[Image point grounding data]
######

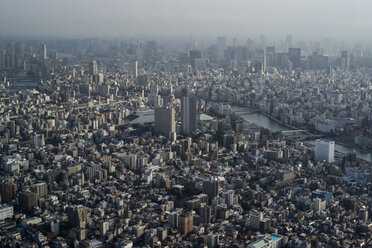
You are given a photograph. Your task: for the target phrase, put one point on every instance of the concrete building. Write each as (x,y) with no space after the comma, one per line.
(325,150)
(188,111)
(165,121)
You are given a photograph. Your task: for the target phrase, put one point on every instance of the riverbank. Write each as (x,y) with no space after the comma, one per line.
(274,125)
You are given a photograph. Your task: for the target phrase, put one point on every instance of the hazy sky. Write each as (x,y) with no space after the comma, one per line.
(341,19)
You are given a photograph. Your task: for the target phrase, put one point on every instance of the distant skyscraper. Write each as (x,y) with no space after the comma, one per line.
(2,60)
(221,45)
(185,223)
(8,190)
(288,41)
(93,68)
(262,41)
(165,121)
(27,200)
(345,60)
(255,218)
(77,216)
(19,55)
(173,219)
(188,114)
(194,54)
(43,51)
(325,150)
(294,55)
(134,68)
(210,187)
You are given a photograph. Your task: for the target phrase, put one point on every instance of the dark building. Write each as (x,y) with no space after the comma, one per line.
(294,55)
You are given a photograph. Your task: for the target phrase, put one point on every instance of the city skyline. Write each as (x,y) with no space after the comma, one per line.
(342,20)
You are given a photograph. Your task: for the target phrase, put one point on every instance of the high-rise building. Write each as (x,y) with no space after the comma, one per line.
(185,223)
(2,60)
(212,240)
(40,189)
(77,216)
(93,68)
(8,190)
(194,54)
(221,45)
(27,200)
(294,55)
(173,219)
(318,204)
(165,123)
(289,41)
(345,60)
(211,187)
(255,219)
(188,111)
(325,150)
(206,214)
(43,51)
(38,140)
(133,67)
(19,55)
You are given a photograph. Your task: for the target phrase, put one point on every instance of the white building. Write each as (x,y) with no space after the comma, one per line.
(6,212)
(325,150)
(318,204)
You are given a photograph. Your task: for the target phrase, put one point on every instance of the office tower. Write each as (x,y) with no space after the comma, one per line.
(27,200)
(38,140)
(294,55)
(93,68)
(19,55)
(211,187)
(212,240)
(194,54)
(165,121)
(345,60)
(363,214)
(221,45)
(262,41)
(133,67)
(173,219)
(188,111)
(40,189)
(185,223)
(206,214)
(43,51)
(255,218)
(318,204)
(325,150)
(104,226)
(8,190)
(288,41)
(2,60)
(77,216)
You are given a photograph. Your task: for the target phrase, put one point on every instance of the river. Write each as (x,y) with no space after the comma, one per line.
(265,122)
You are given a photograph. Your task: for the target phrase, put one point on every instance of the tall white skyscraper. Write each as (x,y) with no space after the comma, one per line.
(165,121)
(93,68)
(188,115)
(134,68)
(43,51)
(325,150)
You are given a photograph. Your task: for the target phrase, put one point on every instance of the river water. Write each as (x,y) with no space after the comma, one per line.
(265,122)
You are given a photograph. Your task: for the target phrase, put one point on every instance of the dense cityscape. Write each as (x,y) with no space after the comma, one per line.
(146,143)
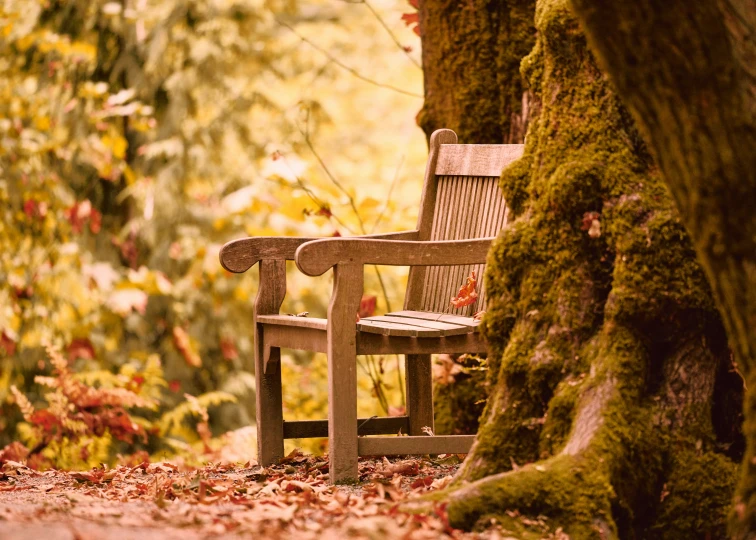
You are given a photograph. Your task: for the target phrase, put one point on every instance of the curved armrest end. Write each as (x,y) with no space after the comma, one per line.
(236,257)
(316,257)
(310,259)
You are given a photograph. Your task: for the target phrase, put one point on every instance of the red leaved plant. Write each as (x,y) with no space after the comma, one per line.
(76,410)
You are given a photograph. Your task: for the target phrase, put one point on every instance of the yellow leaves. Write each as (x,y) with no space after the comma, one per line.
(124,301)
(42,123)
(117,145)
(187,346)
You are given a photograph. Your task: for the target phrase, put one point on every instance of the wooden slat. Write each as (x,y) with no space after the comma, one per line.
(453,319)
(426,215)
(447,329)
(379,344)
(240,255)
(476,159)
(396,329)
(292,337)
(316,257)
(289,320)
(439,444)
(308,429)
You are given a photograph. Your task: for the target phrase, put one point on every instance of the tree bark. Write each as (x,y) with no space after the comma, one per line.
(471,62)
(687,72)
(614,408)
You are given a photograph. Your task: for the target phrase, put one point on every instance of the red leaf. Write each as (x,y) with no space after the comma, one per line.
(324,211)
(467,294)
(15,451)
(422,482)
(95,222)
(7,343)
(184,345)
(588,218)
(228,349)
(44,419)
(367,306)
(80,348)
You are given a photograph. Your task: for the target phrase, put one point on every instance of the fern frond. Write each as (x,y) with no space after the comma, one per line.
(27,409)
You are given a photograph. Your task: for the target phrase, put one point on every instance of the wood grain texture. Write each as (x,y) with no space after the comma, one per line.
(342,372)
(270,296)
(307,429)
(296,337)
(240,255)
(468,322)
(467,207)
(444,328)
(374,326)
(419,388)
(476,159)
(380,344)
(399,446)
(425,215)
(316,257)
(288,320)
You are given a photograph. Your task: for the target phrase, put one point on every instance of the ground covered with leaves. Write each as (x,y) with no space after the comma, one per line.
(164,500)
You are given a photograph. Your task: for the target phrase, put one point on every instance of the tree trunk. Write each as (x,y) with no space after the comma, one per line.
(471,61)
(614,408)
(693,93)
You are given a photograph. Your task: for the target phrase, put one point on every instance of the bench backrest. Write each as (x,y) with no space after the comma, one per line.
(461,199)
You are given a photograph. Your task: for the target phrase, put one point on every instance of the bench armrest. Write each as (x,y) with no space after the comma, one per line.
(240,255)
(317,256)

######

§ **Assigned task**: Since the pictures are not wanted, set down only the rest of each record, exactly as above.

§ **Response to the exercise**:
You are given a photograph. Your task: for the target phrase, put one point on every instance of the concrete building. Write each as (x,y) with no space after the comma, one per line.
(325,150)
(188,111)
(165,121)
You are given a photograph. Your task: for the target phrase, put one point on every instance of the riverbank. Write each as (x,y) with no space after the comma, one per line.
(274,125)
You are given a photograph. Your task: for the target phrase, put one point on every instance of the hazy sky. Write each as (x,y) with no space after the comma, one per line.
(341,19)
You are given a photograph. Your task: for the target phrase, put one point on every instance of the distant skyscraper. Write each as (x,y) with no space after the comma, one per line.
(2,60)
(221,45)
(185,223)
(8,190)
(288,41)
(93,68)
(262,41)
(165,121)
(27,200)
(345,60)
(255,218)
(77,216)
(19,55)
(173,219)
(188,114)
(194,54)
(43,51)
(325,150)
(294,55)
(134,68)
(210,187)
You are given a photograph. Your task: for the target phrase, put one point on every instance of the dark building. Write each as (x,y) with no space after the comma, one per line.
(294,55)
You are given a photograph. Your task: for the target phrase, put one point on every instance of the city skyline. Write each as (x,y) with no space after the comma, one per line.
(342,20)
You are given a photograph. Your task: for the target phrase, put one point on every instance of the high-rise building. Write each as (x,y) with no space after the comma, one per line.
(185,223)
(2,60)
(212,240)
(40,189)
(77,216)
(93,68)
(8,190)
(194,54)
(221,45)
(27,200)
(294,55)
(173,219)
(318,204)
(165,123)
(289,41)
(345,60)
(211,187)
(255,219)
(188,111)
(325,150)
(206,214)
(43,51)
(38,140)
(133,67)
(19,55)
You are given a photograph. Your task: for the target phrase, put one point on every instance of the white building. Write each as (x,y) with no space after the comma, one per line.
(6,212)
(325,150)
(318,204)
You are given a photograph. Your task: for the target phrase, put one point on every instance of the office tower. Write each as (x,y) with no space after the comma, one per line.
(27,200)
(38,140)
(294,55)
(93,68)
(19,55)
(211,187)
(212,240)
(194,54)
(165,121)
(345,60)
(363,214)
(221,45)
(262,41)
(133,67)
(173,219)
(188,111)
(40,189)
(185,223)
(206,214)
(43,51)
(255,218)
(318,204)
(325,150)
(104,226)
(8,190)
(288,41)
(2,60)
(77,216)
You are given a photograph. Your task: for the target phrase, put one point on every instance of the river. Write each as (x,y) with no space after the comma, one per line.
(265,122)
You are given a photograph. Your task: for the target phrase, put one point on every instance of the tall white skyscraper. Write each as (x,y) with no space after the comma, one per line.
(165,121)
(93,68)
(188,115)
(134,68)
(43,51)
(325,150)
You are given a photograph. Your task: for the target phrase, put one point on every instance of the river water. Write each as (x,y) with no space after the comma, one per line.
(265,122)
You are given a photograph. Your task: for the target phrase, put one point on every instance of the dense cityscape. Write each as (x,y) with no space after the comma, one per line.
(146,143)
You are given a photograph. Your task: for the target phrase, put one point on every instance of the curved armrest end. Write each as (x,y) with no space after the comma, one per line.
(236,257)
(316,257)
(310,259)
You are given a photograph. Your task: for the target phrase, put one point on every instance of the red leaved plant. Write each as (x,y) with no space after the comma, one per line.
(76,410)
You are given a photograph. Your task: for the target phrase, put one point on every instance of the yellow leaves. Write each as (x,y) with no space after the comma, one per line.
(124,301)
(42,123)
(117,145)
(187,346)
You are given a photograph. Your task: for the target phrase, put one point on every instance of the wooden slat. Write each as (x,y) with no space after the comma, one per line.
(453,319)
(426,215)
(447,329)
(379,344)
(240,255)
(476,159)
(396,329)
(292,337)
(316,257)
(289,320)
(439,444)
(308,429)
You are given a photograph. Your task: for the target phrase, put one point on every instance of the tree bark. Write each as (x,y) with no space after the comma, one per line.
(471,62)
(687,72)
(614,408)
You are given a photograph. Your task: for the target phrase, put one point on every instance of the red leaf. Write each as (x,y) with no space after the comma, one per line.
(324,211)
(467,294)
(15,451)
(422,482)
(95,222)
(7,343)
(184,345)
(588,218)
(228,349)
(44,419)
(367,306)
(80,348)
You are given a photograph. Your task: for the target phrase, put one point on every instance of the fern frond. Write each as (x,y) with no space after the comma, one per line.
(27,409)
You are given a photograph. Your task: for the target phrase, put one point on every instance of the wood grain texture. Write each as (x,y) with no space after the comma, one per line.
(342,372)
(270,296)
(307,429)
(296,337)
(240,255)
(468,322)
(467,207)
(444,328)
(374,326)
(419,388)
(476,159)
(380,344)
(399,446)
(425,215)
(316,257)
(288,320)
You are given a photograph. Your task: for the target phrase, put one point on every instance of the ground covered with leaves. Write each as (x,y) with no space after the comma, one per line.
(164,500)
You are given a photograph. Your task: for the target phrase, put one point on every instance of the tree trunk. Write each as (x,y) with no space after the comma, one per line.
(471,61)
(614,408)
(693,93)
You are given a photograph. Your task: for the target phrase, put one point on every instance of the bench backrest. Write each as (x,y) with no space after the comma, one per line.
(461,199)
You are given a photograph. Your task: for the target phrase, put one point on every instance of the bench armrest. Write each as (x,y) with no space after the comma, one per line.
(240,255)
(317,256)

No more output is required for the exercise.